-- Start of Available records --

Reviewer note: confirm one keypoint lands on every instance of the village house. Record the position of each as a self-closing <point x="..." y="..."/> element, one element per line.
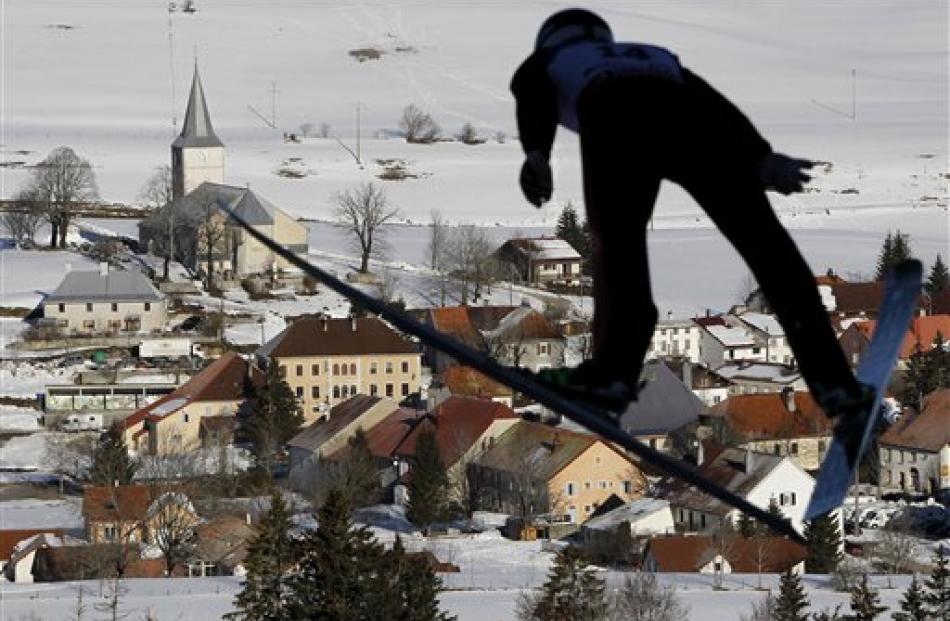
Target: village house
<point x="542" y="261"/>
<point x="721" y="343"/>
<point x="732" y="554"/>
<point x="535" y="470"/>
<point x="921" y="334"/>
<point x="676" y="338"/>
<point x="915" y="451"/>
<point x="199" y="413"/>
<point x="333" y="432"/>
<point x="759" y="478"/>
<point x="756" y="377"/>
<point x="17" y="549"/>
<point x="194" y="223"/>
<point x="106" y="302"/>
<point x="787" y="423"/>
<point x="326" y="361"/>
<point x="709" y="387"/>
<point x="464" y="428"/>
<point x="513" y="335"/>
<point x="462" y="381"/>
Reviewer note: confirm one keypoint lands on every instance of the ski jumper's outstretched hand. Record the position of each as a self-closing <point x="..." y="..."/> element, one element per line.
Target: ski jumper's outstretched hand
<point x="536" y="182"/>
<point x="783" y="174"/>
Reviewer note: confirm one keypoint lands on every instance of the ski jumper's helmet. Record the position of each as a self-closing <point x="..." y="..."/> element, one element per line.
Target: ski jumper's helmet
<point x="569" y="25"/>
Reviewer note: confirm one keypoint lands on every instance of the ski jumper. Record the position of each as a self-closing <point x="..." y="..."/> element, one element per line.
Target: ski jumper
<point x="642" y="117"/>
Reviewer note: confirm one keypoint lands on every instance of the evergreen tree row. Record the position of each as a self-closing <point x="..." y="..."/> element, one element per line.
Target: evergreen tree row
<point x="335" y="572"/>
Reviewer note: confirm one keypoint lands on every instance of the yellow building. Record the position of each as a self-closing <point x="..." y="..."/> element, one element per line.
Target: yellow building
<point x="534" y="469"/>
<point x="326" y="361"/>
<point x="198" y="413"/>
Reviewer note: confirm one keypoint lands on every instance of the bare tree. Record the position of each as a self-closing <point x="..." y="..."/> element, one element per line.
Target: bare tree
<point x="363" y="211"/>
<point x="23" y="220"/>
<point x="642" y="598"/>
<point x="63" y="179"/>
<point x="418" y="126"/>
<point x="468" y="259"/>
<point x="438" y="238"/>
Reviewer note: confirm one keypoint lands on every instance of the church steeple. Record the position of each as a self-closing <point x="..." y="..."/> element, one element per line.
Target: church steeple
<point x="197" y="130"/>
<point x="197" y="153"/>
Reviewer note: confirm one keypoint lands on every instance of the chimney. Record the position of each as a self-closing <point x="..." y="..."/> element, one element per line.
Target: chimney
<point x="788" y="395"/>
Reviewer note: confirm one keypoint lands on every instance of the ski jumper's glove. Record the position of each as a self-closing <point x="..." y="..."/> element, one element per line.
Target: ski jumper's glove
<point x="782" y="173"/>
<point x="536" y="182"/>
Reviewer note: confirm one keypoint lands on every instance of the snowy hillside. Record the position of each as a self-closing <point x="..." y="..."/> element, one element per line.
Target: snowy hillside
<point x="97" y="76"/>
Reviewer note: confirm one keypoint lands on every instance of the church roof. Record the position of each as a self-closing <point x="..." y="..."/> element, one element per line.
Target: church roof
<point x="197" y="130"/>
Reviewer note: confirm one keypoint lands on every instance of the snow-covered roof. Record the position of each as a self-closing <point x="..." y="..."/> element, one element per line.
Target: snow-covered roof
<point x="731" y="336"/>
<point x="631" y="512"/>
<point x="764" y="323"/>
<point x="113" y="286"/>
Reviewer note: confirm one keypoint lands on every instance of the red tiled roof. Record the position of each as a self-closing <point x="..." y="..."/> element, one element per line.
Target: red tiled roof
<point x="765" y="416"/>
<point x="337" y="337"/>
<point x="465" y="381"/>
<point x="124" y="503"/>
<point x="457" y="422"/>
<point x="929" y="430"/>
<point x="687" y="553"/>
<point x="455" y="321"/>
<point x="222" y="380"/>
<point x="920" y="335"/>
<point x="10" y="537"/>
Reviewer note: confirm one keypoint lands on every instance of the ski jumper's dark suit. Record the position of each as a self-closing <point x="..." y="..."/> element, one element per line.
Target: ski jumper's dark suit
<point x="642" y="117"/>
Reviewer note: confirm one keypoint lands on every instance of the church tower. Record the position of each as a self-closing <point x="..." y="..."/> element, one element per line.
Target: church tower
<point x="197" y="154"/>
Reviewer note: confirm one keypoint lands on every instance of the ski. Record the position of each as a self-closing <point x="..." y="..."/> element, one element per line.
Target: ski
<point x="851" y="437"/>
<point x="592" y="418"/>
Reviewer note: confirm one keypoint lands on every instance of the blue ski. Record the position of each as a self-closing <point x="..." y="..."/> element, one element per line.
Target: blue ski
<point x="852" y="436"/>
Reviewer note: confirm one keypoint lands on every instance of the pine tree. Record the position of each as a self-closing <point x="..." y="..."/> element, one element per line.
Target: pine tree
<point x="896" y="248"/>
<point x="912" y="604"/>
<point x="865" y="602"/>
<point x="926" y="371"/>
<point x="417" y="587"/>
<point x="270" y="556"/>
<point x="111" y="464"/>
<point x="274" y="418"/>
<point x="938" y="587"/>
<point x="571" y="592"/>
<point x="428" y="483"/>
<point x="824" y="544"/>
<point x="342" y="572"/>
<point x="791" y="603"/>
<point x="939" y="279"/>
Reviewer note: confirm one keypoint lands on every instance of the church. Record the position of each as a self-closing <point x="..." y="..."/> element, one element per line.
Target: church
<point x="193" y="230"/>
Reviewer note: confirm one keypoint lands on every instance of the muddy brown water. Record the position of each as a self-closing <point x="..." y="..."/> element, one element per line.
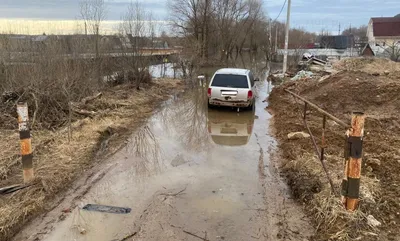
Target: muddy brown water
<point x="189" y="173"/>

-- End of Available records --

## [Task brief]
Quote exactly the lines from the line that contains "of the church." through the last line of the listing, please, leaving out all pictures.

## [Output of the exercise]
Reviewer note: confirm one keypoint lands on every instance of the church. Record the position of each as a self-closing <point x="..." y="..."/> element, one element per line.
Target: church
<point x="193" y="230"/>
Reviewer note: confirm one keypoint lands on every instance of the muddy brown water. Record the position of each as a self-closing <point x="..." y="..."/> element, one element per line.
Target: muddy brown water
<point x="189" y="173"/>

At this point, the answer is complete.